Problem description
Reproduce word for word the part of the entries below that opens with the line containing "spider in this photo." and closes with the line containing "front leg in this photo.", including both of those lines and nothing else.

************

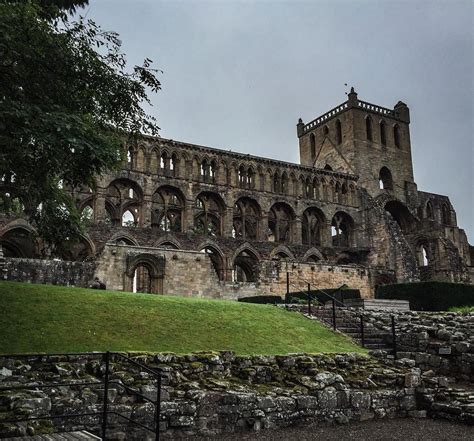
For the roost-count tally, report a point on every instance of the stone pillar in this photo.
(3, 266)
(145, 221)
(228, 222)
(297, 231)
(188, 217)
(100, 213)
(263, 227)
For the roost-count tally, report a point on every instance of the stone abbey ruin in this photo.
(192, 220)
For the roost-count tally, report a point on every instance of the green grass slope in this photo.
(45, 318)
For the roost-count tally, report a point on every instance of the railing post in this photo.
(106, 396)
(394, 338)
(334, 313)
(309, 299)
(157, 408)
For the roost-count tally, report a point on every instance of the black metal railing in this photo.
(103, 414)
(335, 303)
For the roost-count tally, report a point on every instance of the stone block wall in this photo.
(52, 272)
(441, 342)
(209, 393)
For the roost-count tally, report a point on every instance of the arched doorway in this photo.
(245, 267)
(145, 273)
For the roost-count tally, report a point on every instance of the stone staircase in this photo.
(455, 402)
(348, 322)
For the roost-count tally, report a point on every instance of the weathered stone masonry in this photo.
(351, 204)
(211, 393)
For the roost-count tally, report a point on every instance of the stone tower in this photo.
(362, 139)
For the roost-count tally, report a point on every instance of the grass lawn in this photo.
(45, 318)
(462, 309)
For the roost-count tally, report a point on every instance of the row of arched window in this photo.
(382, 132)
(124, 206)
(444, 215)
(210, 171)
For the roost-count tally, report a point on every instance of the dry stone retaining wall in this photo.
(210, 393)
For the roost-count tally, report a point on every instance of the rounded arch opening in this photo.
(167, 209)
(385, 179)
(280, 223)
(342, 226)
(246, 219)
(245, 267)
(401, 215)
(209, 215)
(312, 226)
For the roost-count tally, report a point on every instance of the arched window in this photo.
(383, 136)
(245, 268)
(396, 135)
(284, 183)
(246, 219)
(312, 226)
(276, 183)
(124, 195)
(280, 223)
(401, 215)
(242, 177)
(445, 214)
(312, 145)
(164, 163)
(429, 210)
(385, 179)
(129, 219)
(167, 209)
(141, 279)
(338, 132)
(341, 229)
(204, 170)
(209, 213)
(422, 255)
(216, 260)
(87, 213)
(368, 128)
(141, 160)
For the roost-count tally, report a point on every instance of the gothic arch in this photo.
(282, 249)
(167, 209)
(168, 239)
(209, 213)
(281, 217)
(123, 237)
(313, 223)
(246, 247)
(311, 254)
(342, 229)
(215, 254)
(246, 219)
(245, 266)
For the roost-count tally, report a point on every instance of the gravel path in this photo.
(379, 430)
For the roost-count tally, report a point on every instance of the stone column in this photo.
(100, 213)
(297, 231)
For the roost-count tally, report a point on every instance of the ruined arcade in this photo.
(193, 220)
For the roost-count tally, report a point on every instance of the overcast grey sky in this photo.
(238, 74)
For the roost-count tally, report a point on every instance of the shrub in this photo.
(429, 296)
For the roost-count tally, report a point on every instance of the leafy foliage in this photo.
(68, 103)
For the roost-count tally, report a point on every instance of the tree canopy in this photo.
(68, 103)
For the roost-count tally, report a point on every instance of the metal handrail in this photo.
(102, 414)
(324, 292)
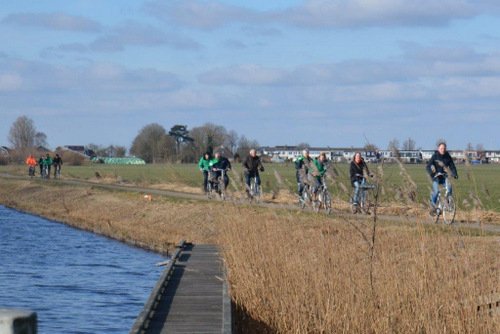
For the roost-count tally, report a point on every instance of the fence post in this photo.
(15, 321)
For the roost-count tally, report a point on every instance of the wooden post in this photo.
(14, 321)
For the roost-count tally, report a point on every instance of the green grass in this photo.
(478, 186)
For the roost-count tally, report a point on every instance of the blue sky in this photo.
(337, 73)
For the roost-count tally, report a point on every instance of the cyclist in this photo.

************

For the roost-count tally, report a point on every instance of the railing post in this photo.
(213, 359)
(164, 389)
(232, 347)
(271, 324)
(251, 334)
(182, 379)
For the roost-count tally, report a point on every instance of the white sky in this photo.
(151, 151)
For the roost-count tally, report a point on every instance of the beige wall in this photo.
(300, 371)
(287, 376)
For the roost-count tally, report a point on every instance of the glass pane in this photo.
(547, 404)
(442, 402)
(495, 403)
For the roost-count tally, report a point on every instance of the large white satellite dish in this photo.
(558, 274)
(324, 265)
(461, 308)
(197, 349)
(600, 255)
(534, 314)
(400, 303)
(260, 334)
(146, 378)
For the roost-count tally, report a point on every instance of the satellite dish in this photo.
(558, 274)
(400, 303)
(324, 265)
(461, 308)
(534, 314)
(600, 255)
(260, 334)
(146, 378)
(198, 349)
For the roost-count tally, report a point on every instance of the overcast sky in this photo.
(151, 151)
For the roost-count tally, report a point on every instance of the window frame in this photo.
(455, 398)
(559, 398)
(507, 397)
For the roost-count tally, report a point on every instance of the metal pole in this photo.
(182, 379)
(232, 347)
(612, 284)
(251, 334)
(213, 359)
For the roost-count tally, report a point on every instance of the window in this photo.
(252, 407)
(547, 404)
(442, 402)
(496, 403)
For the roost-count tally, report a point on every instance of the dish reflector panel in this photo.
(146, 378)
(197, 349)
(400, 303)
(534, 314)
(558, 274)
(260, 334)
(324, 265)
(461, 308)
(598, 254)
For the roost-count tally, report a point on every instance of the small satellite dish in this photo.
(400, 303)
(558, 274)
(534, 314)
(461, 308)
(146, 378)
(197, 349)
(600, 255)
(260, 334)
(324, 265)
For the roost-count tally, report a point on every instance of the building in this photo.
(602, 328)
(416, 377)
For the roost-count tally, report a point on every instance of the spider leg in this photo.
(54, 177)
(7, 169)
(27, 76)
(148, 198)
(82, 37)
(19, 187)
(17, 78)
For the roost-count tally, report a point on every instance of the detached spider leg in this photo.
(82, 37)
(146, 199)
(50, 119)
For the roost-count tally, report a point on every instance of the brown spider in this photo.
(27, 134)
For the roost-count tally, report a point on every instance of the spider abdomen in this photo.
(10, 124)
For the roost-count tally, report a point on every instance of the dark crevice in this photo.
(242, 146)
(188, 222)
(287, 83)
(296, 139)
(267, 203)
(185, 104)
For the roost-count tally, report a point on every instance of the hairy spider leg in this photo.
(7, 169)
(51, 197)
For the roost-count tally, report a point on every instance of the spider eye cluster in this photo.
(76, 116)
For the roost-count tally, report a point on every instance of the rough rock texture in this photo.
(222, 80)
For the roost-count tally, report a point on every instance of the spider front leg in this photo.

************

Result of the task
For the roost-count tally, report a point on every instance of the brown spider in this photo.
(27, 134)
For the roost-count tally, report a point on every instance of the spider abdomen in this photo.
(10, 124)
For the roost-count tally, report a point on every instance of the dark crevice in this photo.
(242, 146)
(188, 222)
(287, 83)
(296, 139)
(267, 203)
(185, 104)
For the roost-count tally, report a point on every instance of the hairy spider leg in this photo.
(7, 169)
(51, 197)
For the roost-count tally, report a point on every instance of the spider eye cluster in this photo.
(76, 116)
For the roost-count tally, report a point on every instance of the rough rock texture in this photo.
(222, 80)
For the roost-count tally, report a point on every instance of the spider front leg in this photo.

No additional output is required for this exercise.